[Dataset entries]
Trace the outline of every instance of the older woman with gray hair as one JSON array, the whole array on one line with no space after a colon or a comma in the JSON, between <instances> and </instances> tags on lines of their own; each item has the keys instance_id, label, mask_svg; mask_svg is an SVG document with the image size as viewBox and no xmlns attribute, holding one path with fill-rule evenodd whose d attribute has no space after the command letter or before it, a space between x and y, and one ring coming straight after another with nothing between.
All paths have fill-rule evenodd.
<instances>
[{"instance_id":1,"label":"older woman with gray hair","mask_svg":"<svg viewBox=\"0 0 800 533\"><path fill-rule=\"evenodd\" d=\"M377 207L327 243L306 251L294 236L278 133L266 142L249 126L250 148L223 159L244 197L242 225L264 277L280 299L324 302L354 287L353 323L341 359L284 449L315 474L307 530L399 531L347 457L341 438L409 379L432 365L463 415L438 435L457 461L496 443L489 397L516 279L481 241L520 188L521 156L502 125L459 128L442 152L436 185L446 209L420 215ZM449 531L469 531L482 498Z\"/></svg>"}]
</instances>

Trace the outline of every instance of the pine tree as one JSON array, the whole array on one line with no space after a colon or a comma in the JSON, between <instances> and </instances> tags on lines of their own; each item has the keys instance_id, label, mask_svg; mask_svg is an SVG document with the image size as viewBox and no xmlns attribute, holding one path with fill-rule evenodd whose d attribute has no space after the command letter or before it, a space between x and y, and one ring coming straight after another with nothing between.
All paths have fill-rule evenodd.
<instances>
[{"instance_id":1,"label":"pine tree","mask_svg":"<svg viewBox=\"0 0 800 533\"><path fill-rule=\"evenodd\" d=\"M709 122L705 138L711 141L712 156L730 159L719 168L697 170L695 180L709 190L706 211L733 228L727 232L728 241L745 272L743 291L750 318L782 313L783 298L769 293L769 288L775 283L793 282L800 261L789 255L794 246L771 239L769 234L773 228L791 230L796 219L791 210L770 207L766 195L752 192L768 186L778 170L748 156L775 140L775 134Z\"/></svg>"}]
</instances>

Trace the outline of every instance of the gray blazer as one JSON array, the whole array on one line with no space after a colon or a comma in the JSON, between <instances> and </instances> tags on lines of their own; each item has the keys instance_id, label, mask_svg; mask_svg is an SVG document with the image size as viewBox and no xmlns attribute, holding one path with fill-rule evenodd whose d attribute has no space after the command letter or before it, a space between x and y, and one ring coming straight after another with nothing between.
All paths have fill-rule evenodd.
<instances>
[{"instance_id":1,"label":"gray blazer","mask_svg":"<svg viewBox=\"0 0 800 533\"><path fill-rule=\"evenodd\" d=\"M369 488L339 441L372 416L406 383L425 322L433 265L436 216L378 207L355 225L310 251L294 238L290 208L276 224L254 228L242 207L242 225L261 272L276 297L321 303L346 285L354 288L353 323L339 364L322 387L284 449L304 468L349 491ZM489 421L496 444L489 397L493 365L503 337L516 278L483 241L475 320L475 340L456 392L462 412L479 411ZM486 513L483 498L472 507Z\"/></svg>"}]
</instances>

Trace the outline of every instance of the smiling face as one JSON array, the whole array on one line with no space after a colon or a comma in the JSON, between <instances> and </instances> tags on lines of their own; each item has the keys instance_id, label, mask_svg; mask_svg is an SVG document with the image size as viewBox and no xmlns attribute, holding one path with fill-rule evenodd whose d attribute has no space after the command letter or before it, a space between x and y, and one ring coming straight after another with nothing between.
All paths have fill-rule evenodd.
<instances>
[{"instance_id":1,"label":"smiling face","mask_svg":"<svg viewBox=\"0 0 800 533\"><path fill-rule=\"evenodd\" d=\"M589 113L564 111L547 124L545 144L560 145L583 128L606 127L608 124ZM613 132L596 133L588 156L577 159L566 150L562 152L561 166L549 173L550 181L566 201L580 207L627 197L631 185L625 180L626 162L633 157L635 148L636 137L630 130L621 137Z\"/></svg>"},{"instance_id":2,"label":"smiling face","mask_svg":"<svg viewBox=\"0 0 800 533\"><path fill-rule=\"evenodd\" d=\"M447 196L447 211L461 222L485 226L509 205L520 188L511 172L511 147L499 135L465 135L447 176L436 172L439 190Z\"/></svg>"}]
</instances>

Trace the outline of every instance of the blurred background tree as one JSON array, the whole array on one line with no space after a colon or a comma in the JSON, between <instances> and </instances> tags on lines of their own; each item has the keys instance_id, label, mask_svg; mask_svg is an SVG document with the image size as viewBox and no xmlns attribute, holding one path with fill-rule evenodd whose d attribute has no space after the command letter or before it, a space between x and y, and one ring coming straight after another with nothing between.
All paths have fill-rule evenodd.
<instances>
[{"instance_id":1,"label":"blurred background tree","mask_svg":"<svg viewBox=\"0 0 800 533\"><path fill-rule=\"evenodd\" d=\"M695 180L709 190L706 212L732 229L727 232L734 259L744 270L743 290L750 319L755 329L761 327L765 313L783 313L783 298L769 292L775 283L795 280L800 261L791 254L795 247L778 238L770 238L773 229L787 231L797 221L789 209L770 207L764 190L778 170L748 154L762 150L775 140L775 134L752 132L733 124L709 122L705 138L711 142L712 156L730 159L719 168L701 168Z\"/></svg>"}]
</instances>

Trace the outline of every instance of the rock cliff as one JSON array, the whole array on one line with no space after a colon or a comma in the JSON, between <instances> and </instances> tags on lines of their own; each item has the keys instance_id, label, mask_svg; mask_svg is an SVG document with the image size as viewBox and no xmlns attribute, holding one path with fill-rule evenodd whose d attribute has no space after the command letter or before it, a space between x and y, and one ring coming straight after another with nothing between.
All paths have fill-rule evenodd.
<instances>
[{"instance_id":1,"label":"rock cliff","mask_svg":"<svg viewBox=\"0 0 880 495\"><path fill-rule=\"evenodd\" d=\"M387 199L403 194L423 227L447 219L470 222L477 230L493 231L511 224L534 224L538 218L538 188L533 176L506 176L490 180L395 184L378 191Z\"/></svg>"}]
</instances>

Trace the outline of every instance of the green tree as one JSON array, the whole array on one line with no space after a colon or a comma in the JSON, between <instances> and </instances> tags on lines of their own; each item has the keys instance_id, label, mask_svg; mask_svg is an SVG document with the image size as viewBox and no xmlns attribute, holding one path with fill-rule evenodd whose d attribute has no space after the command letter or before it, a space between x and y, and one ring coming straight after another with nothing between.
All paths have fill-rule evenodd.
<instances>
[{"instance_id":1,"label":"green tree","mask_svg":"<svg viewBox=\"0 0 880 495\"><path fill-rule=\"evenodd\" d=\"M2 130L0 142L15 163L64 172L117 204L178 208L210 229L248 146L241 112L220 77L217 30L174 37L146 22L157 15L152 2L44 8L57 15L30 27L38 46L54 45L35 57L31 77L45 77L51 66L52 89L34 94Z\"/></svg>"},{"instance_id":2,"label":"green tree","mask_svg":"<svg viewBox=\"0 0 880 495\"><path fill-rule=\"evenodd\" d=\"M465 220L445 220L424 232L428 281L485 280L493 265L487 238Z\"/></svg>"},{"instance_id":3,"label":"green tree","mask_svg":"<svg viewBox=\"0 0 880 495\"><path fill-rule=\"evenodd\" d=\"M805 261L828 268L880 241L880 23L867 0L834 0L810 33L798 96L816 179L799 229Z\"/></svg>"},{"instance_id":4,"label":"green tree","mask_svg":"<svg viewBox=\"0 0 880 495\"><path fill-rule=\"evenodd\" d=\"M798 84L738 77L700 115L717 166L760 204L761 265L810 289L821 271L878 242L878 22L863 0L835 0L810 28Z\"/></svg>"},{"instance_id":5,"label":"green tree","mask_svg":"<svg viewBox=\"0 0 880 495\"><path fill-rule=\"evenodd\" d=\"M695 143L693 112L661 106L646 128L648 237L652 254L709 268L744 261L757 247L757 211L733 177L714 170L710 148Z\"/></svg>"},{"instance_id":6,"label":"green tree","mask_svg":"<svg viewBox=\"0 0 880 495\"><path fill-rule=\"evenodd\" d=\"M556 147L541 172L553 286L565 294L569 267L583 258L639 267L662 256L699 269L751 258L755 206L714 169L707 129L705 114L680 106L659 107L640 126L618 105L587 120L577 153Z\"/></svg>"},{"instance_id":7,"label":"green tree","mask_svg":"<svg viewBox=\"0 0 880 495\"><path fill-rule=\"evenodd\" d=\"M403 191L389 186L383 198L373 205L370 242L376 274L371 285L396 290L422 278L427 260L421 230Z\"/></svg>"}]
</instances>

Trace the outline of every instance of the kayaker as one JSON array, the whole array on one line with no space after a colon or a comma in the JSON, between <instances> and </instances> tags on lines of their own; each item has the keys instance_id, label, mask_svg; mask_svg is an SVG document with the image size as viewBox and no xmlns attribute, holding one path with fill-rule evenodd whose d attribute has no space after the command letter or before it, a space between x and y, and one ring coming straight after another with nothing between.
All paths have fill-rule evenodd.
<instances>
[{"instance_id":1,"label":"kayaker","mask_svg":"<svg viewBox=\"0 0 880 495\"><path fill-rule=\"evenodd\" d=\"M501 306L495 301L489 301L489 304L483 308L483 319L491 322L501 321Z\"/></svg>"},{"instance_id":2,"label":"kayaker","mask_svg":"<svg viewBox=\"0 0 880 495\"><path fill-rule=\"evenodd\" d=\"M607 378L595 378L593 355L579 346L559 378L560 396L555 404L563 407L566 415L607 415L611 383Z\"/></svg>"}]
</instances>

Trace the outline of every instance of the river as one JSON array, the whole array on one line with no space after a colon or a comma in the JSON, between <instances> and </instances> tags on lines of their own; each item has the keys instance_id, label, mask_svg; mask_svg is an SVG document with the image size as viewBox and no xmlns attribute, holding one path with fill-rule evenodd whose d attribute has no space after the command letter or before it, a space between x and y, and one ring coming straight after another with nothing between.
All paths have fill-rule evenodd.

WHAT IS REQUIRED.
Look above and return each line of the records exactly, from the very first through the line with "Trace the outline of every instance of the pine", both included.

EXERCISE SOLUTION.
Trace the outline of every instance of the older woman with gray hair as one JSON array, the whole array on one line with no space after a colon or a comma in the JSON, between <instances> and </instances> tags on lines of their own; each item has the keys instance_id, label, mask_svg; mask_svg is an SVG document with the image size as viewBox and no xmlns attribute, holding one path with fill-rule evenodd whose d attribute has no space after the command letter or before it, a space between x and y, and one ring coming straight after another with nothing between.
All paths have fill-rule evenodd.
<instances>
[{"instance_id":1,"label":"older woman with gray hair","mask_svg":"<svg viewBox=\"0 0 800 533\"><path fill-rule=\"evenodd\" d=\"M377 207L327 243L306 251L294 236L278 133L266 142L249 126L250 148L223 159L244 197L242 225L264 277L280 299L324 302L354 287L353 323L341 359L284 449L315 474L307 530L399 531L347 457L341 438L409 379L432 365L463 415L438 435L457 461L496 443L489 397L516 279L481 241L520 188L521 156L502 125L459 128L442 152L436 185L446 209L420 215ZM449 531L469 531L482 498Z\"/></svg>"}]
</instances>

Trace the outline of every instance of the pine tree as one JSON array, the whole array on one line with no space after a colon or a comma in the JSON, between <instances> and </instances> tags on lines of their own; each item has the keys instance_id, label, mask_svg; mask_svg is an SVG document with the image size as viewBox and no xmlns attribute, holding one path with fill-rule evenodd whose d attribute has no space after the command letter or before it, a space between x and y, and one ring coming straight after another with nothing between.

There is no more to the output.